Set exercise: Images embedded in the records are excluded; print everything else exactly as given.

[start]

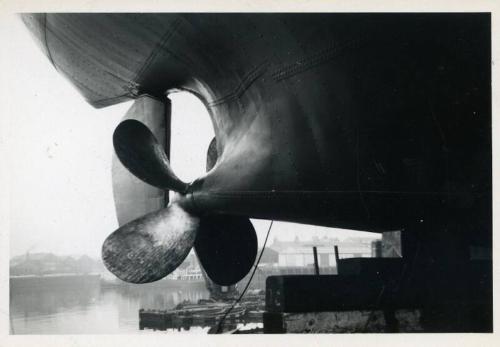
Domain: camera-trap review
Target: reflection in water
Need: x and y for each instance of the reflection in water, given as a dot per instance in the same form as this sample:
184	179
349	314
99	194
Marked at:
92	308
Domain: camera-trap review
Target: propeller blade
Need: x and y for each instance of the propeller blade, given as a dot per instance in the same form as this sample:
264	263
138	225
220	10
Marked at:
226	247
149	248
140	152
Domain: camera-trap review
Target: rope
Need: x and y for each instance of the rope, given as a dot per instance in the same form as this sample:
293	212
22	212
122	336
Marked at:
219	326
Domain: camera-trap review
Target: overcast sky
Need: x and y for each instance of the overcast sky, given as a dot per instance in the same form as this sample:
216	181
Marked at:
60	156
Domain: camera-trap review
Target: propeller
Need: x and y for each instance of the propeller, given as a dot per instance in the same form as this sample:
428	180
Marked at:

[end]

Response for this exercise:
Domain: camera-trap review
Target: reflection in water
Need: x and y for each instance of the reflection in water, given as a dot per instance in the same form as this sample:
184	179
349	314
99	194
Marked at:
92	308
Domain: camera-trap review
Target: propeller blade
Need: x and y for each instance of the propeller blade, given as a dot per instance in the same form as this sample:
264	263
138	225
220	10
Marked at:
226	247
149	248
140	152
Domain: camera-trap review
Target: rope
Need: x and y for each instance of the rope, given as a dot per instance in the same form as this sample:
293	212
22	212
122	336
Marked at:
219	326
Domain: camera-trap review
Target: overcast sky
Need: x and y for each instance of the overcast sky, given as a dot per instance in the same form as this sample:
216	181
Marked at:
60	156
Domain: camera-trap review
Target: propeller
Need: x and y for each instance of the propeller, given as a dot per instance in the same form as this sample:
428	180
Marked at:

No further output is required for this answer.